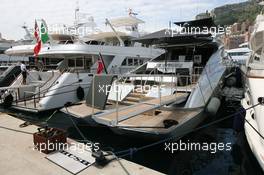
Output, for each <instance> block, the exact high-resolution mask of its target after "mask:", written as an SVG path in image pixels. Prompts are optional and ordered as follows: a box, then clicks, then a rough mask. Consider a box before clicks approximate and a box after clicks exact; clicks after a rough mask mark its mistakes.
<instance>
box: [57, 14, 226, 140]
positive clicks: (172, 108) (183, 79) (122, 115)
mask: <svg viewBox="0 0 264 175" xmlns="http://www.w3.org/2000/svg"><path fill="white" fill-rule="evenodd" d="M207 20H208V21H209V22H208V23H211V22H212V19H207ZM207 20H206V21H207ZM181 23H187V22H181ZM181 23H180V24H181ZM188 23H189V24H190V25H194V24H193V23H195V24H197V22H196V21H195V22H192V21H191V22H188ZM176 24H178V23H176ZM204 24H205V21H204V20H201V21H199V25H200V26H203V25H204ZM136 41H138V42H142V43H143V44H144V45H153V44H155V46H156V47H160V48H163V49H164V50H166V52H165V53H164V54H163V55H161V56H159V57H157V58H155V59H153V60H150V61H148V62H146V63H145V64H143V65H141V66H139V67H138V68H137V69H135V70H133V71H131V72H129V73H128V74H121V75H118V76H117V77H118V78H117V80H116V79H115V80H114V81H113V84H112V82H111V81H110V80H111V77H110V75H109V76H105V77H104V79H105V82H106V84H107V83H109V84H110V85H112V86H111V90H110V91H109V93H108V94H105V93H100V91H99V92H98V91H97V89H98V87H99V86H100V84H103V80H102V79H103V78H102V77H100V76H96V79H95V81H93V82H92V85H91V88H90V89H89V93H88V94H89V95H88V96H87V97H86V101H84V102H82V103H79V104H76V105H74V106H70V107H66V108H64V109H61V111H63V112H65V113H66V114H68V115H72V116H75V117H77V118H78V119H83V120H85V121H86V122H88V123H90V124H99V125H104V126H107V127H109V128H110V129H111V130H113V131H114V132H116V133H118V134H122V135H130V136H133V137H139V138H146V139H161V138H164V137H171V136H173V137H175V139H179V138H180V137H182V136H183V135H184V134H186V133H187V132H188V131H189V130H191V129H193V128H195V127H196V126H197V125H199V124H200V123H201V122H202V121H203V120H204V119H205V118H206V116H207V115H208V113H210V114H212V115H214V112H216V111H217V109H218V107H219V105H220V100H219V99H218V98H217V90H218V88H219V86H218V85H219V84H220V83H221V79H222V78H223V75H224V73H225V71H226V66H225V65H224V64H223V63H222V61H223V58H224V57H225V55H224V47H223V45H222V44H221V42H220V41H218V39H217V38H214V37H212V36H211V35H210V34H187V35H181V34H177V35H176V36H174V37H171V36H170V35H169V36H167V35H166V32H165V30H162V31H158V32H155V33H152V34H149V35H147V36H143V37H141V38H138V39H136ZM194 70H197V71H194ZM95 97H96V98H95ZM207 108H208V110H206V109H207Z"/></svg>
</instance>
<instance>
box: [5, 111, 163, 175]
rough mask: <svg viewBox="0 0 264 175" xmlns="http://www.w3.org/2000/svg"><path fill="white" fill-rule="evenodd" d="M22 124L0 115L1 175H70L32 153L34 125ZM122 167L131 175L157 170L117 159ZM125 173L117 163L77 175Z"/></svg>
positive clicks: (14, 120)
mask: <svg viewBox="0 0 264 175" xmlns="http://www.w3.org/2000/svg"><path fill="white" fill-rule="evenodd" d="M23 122H24V121H22V120H19V119H16V118H13V117H11V116H9V115H7V114H3V113H0V135H1V137H0V148H1V149H0V154H1V161H0V172H1V174H4V175H17V174H27V175H36V174H37V175H58V174H60V175H70V174H71V173H70V172H68V171H66V170H64V169H63V168H61V167H60V166H58V165H56V164H54V163H52V162H51V161H49V160H47V159H46V156H47V155H46V154H44V153H40V152H39V151H36V150H33V147H34V145H33V136H32V134H33V133H34V132H36V131H37V127H36V126H34V125H30V126H27V127H25V128H20V127H19V125H20V124H22V123H23ZM121 162H122V164H123V165H124V167H125V168H126V169H127V171H128V172H130V173H131V174H133V175H145V174H152V175H159V174H162V173H159V172H157V171H154V170H151V169H149V168H146V167H143V166H141V165H138V164H135V163H133V162H129V161H126V160H123V159H121ZM87 174H88V175H89V174H91V175H96V174H98V175H100V174H101V175H103V174H104V175H107V174H109V175H110V174H117V175H119V174H126V172H125V171H124V170H123V169H122V168H121V167H120V164H119V163H118V162H117V161H115V160H114V161H112V162H111V163H109V164H108V165H107V166H105V167H104V168H97V167H96V166H94V165H91V166H90V167H88V168H87V169H85V170H83V171H81V172H80V173H79V175H87Z"/></svg>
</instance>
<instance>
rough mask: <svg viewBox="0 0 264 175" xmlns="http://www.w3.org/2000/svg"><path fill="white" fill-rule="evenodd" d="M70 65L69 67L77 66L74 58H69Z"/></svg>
mask: <svg viewBox="0 0 264 175" xmlns="http://www.w3.org/2000/svg"><path fill="white" fill-rule="evenodd" d="M68 66H69V67H75V60H74V59H69V60H68Z"/></svg>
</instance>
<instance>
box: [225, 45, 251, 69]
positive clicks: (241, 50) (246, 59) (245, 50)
mask: <svg viewBox="0 0 264 175" xmlns="http://www.w3.org/2000/svg"><path fill="white" fill-rule="evenodd" d="M226 52H227V54H228V55H229V56H230V58H231V59H232V60H233V61H234V62H236V63H238V64H240V65H245V64H246V62H247V60H248V59H249V57H250V54H251V50H250V49H249V45H248V43H242V44H240V45H239V47H238V48H235V49H230V50H227V51H226Z"/></svg>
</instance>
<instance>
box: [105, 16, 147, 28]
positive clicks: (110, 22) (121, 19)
mask: <svg viewBox="0 0 264 175" xmlns="http://www.w3.org/2000/svg"><path fill="white" fill-rule="evenodd" d="M110 23H111V24H112V25H113V26H114V27H121V26H133V25H137V24H141V23H145V22H144V21H142V20H140V19H138V18H136V17H134V16H128V17H120V18H116V19H112V20H110Z"/></svg>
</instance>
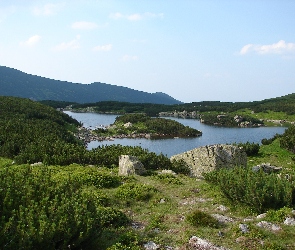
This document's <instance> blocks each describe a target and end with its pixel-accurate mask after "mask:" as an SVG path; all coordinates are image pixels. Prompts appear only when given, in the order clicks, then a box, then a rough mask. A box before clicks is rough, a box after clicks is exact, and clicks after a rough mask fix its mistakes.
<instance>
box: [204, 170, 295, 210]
mask: <svg viewBox="0 0 295 250" xmlns="http://www.w3.org/2000/svg"><path fill="white" fill-rule="evenodd" d="M204 177H205V179H206V180H207V181H209V182H211V183H213V184H214V185H218V186H219V187H220V189H221V191H222V192H223V193H224V195H225V196H226V197H228V198H229V199H231V200H232V201H234V202H241V203H244V204H246V205H248V206H250V207H251V208H252V209H253V210H254V211H256V212H264V211H266V210H268V209H278V208H282V207H284V206H288V207H290V206H292V205H293V203H294V197H292V196H293V195H294V189H295V188H294V184H292V183H291V182H289V181H288V180H286V179H280V178H278V177H277V175H276V174H265V173H264V172H263V171H262V170H261V171H259V172H253V171H252V169H251V168H240V167H236V168H233V169H221V170H219V171H212V172H210V173H206V174H204Z"/></svg>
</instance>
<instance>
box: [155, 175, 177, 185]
mask: <svg viewBox="0 0 295 250" xmlns="http://www.w3.org/2000/svg"><path fill="white" fill-rule="evenodd" d="M153 178H154V179H156V180H159V181H160V182H162V183H164V184H175V185H181V184H182V182H181V181H180V180H179V179H178V178H177V177H176V176H175V175H173V174H156V175H153Z"/></svg>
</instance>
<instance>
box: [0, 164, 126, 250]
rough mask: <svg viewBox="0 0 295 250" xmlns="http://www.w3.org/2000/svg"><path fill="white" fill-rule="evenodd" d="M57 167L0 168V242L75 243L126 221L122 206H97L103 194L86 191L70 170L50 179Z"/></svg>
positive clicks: (24, 167) (14, 243)
mask: <svg viewBox="0 0 295 250" xmlns="http://www.w3.org/2000/svg"><path fill="white" fill-rule="evenodd" d="M56 171H57V172H59V171H62V170H61V169H60V170H58V168H55V169H50V168H47V167H44V166H41V167H30V166H26V165H22V166H17V167H4V168H1V169H0V180H1V181H0V212H1V218H0V245H1V246H5V249H66V248H67V247H68V246H71V248H73V247H75V248H78V247H79V246H83V245H84V246H85V245H88V244H91V243H92V241H95V239H97V237H99V235H100V234H101V233H102V231H103V230H105V229H106V228H108V227H111V226H122V225H126V223H128V221H129V220H128V219H127V217H126V216H125V215H124V214H123V213H122V212H120V211H118V210H116V209H113V208H110V207H104V206H102V203H103V202H102V201H103V200H105V197H104V196H102V198H100V197H99V195H100V194H99V193H98V192H94V193H90V192H89V190H88V188H86V190H85V188H84V184H85V183H84V184H81V183H79V182H76V181H74V180H72V179H71V177H70V176H68V177H67V178H61V179H54V178H53V173H54V172H56ZM55 176H56V175H55ZM55 178H56V177H55ZM86 184H89V183H86Z"/></svg>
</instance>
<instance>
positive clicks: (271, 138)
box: [261, 134, 281, 145]
mask: <svg viewBox="0 0 295 250" xmlns="http://www.w3.org/2000/svg"><path fill="white" fill-rule="evenodd" d="M280 137H281V135H279V134H275V135H274V137H272V138H269V139H267V138H264V139H262V140H261V143H262V144H263V145H270V144H271V143H272V142H273V141H274V140H275V139H277V138H280Z"/></svg>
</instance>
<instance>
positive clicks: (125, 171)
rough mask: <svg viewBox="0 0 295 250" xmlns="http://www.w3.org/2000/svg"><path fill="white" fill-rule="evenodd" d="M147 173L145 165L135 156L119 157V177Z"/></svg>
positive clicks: (125, 155) (123, 155)
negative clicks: (138, 159) (119, 175)
mask: <svg viewBox="0 0 295 250" xmlns="http://www.w3.org/2000/svg"><path fill="white" fill-rule="evenodd" d="M145 172H146V169H145V168H144V166H143V164H142V163H141V162H140V161H139V160H138V159H137V157H135V156H131V155H121V156H120V157H119V175H123V176H128V175H134V174H137V175H142V174H144V173H145Z"/></svg>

Exercise prompt →
For this exercise, copy each line of the data above exactly, from the first through the line containing "box: [57, 14, 226, 140]", and drop the pictures.

Reply →
Output, for each <instance> block, the exact high-resolution mask of its target after "mask:", written as an SVG path in image pixels. Prompts are optional and ordered as follows: a box, then clicks, then a rough mask. Consider a box before clicks approximate and a box after clicks exact; clicks after a rough mask mark its mistakes.
<instance>
box: [57, 14, 226, 140]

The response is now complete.